___ TEXTO ___

Cappio e o governo: o que está em jogo?

Leonardo Boff Teólogo
Aliberação das obras de transposição das águas do Rio São Francisco pelo STF e a suspensão do jejum do Bispo dom Luiz Flávio Cappio aparentemente produziram calmaria na discussão acerca deste megaprojeto. Mas ela seguramente continuará. O jejum e as orações do bispo não foram totalmente em vão. Dos oito pontos apresentados ao Planalto pelo bispo e seu grupo, seis foram acolhidos, o que facilitou sua tomada de decisão.
Estimo que a atriz Letícia Sabatella, que sempre apoiou a causa do bispo indo ao local do jejum, interpretou o sentimento de muitos, em sua resposta à carta aberta ao deputado Ciro Gomes, publicada em O Globo do dia 21 de dezembro: "no dia 19 de dezembro de 2007, o que presenciei na Praça dos Três Poderes, em Brasília, foi a insensibilidade dos Poder Judiciário, a instransigência do Poder Executivo e a omissão do Congresso".
Há um transfundo nesta questão que ficou ocultado no debate e que deve ser explicitado. Ninguém é contra levar água aos sedentos do Semi-Árido, muito menos o bispo que, livremente, há 30 anos optou viver entre os mais pobres dos pobres, ribeirinhos, quilombolas, indígenas e camponeses. Ele conhece como poucos os problemas do Semi-Árido e as alternativas de convivência com ele, maduradas pelos movimentos sociais da bacia do rio e apoiadas pelos estudos de notáveis pesquisadores da área. O que ele questiona é o modo como isso vem sendo conduzido. Por detrás de tudo estão duas visões de mundo e de política que se confrontam.

___

■ TAREFA A: No texto sobre o jejum de dom Luiz Flávio Cappio, quantos dos oito pontos apresentados ao Planalto foram acolhidos?
O texto e os registros não têm nenhuma relação entre si.

___ DADOS FORNECIDOS ___

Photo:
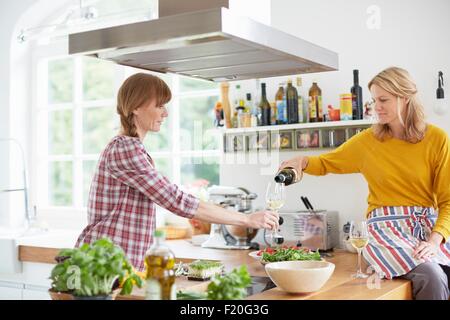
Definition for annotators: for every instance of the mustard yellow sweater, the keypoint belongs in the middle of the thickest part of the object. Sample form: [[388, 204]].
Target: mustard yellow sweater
[[399, 173]]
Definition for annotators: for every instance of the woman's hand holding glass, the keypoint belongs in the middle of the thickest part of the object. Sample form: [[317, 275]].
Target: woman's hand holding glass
[[275, 198]]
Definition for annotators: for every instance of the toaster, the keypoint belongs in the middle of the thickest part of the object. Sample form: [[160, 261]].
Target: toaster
[[316, 229]]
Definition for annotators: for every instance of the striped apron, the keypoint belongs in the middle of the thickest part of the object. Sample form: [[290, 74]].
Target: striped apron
[[394, 233]]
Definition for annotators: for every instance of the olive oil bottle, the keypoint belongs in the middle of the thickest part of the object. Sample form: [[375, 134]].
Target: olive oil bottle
[[160, 273], [315, 103]]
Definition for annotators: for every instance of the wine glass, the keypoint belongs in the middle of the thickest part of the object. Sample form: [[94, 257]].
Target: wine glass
[[359, 238], [275, 198]]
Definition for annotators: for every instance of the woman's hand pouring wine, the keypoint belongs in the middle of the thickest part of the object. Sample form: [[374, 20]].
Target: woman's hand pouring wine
[[263, 220], [298, 163]]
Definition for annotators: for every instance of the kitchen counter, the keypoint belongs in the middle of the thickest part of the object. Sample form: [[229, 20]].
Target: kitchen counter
[[339, 286]]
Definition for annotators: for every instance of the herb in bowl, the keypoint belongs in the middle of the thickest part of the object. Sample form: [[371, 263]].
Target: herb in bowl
[[289, 254]]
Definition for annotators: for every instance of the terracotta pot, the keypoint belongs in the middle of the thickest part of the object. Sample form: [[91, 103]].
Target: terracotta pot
[[68, 296], [60, 295]]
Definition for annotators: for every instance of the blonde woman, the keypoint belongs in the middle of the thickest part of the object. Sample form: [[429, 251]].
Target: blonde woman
[[406, 163], [126, 185]]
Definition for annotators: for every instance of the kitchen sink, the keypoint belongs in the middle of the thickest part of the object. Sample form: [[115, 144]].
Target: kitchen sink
[[10, 239]]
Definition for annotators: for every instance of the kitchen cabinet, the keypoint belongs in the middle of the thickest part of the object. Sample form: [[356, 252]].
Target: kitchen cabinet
[[10, 290], [35, 293]]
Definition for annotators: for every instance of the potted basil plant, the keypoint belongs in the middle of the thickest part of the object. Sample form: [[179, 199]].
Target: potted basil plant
[[99, 270]]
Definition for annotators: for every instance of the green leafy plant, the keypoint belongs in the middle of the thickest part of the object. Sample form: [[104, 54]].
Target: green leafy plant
[[231, 286], [290, 254], [93, 270]]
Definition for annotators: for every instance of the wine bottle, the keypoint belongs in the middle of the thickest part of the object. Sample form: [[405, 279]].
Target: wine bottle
[[224, 88], [281, 105], [160, 272], [356, 90], [288, 176], [264, 106], [302, 115], [315, 103], [292, 103]]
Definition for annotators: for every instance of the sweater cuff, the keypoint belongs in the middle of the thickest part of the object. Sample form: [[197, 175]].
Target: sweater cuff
[[443, 231], [314, 166]]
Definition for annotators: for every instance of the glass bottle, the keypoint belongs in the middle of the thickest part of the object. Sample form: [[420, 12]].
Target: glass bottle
[[264, 106], [292, 103], [315, 103], [160, 273]]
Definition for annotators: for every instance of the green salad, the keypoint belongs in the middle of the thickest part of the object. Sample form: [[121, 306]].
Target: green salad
[[290, 254]]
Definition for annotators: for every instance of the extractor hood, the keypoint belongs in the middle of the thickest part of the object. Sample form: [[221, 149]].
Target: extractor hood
[[213, 44]]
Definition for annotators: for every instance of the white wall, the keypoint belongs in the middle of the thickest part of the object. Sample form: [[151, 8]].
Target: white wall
[[15, 95], [412, 34]]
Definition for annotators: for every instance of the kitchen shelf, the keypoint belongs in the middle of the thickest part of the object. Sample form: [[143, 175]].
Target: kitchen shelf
[[310, 125], [290, 137]]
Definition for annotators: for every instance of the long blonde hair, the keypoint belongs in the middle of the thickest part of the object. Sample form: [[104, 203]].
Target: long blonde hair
[[398, 82], [137, 90]]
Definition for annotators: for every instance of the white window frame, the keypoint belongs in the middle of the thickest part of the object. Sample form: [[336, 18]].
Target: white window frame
[[76, 214]]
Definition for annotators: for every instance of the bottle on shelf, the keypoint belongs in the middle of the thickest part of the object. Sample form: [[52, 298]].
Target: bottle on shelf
[[291, 103], [240, 114], [234, 120], [160, 273], [280, 101], [315, 103], [345, 100], [224, 89], [218, 115], [273, 113], [239, 99], [253, 110], [357, 100], [288, 176], [264, 106], [302, 110]]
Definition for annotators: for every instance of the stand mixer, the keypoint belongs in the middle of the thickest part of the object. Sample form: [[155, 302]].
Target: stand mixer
[[227, 236]]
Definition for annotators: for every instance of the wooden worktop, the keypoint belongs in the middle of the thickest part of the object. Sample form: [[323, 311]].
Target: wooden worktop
[[339, 286]]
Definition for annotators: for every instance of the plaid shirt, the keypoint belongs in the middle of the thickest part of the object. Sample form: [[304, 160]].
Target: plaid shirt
[[122, 199]]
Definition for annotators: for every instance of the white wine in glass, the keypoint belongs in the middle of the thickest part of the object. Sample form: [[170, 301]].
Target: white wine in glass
[[359, 239], [275, 198]]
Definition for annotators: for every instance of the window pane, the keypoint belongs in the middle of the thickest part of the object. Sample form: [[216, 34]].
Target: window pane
[[164, 167], [197, 124], [60, 81], [60, 183], [99, 126], [200, 168], [159, 141], [108, 8], [98, 79], [88, 173], [60, 132], [189, 84]]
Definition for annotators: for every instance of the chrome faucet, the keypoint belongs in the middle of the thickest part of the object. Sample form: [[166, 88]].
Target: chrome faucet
[[28, 216]]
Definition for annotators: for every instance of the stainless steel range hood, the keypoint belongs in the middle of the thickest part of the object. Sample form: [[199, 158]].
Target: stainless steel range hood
[[213, 44]]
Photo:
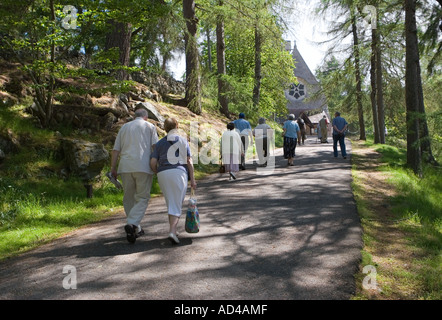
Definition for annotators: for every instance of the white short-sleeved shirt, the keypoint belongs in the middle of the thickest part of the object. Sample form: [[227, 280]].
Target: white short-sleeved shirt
[[134, 142], [261, 131]]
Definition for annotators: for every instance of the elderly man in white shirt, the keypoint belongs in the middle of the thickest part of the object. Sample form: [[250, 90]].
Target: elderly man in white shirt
[[133, 146], [263, 133]]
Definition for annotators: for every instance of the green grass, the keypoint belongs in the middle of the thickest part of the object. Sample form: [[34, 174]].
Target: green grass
[[36, 204]]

___

■ TAREFA B: Nos registros, reproduza o trecho que vai do início até a linha que contém "[[399, 173]]", ambas as extremidades incluídas, trocando "mustard yellow sweater" por "red wool sweater" e mantendo todo o resto inalterado. Omita as imagens na resposta.

■ RESPOSTA A: Seis.

■ RESPOSTA B:
Photo:
Definition for annotators: for every instance of the red wool sweater, the keypoint belongs in the middle of the thickest part of the object. Sample form: [[388, 204]].
Target: red wool sweater
[[399, 173]]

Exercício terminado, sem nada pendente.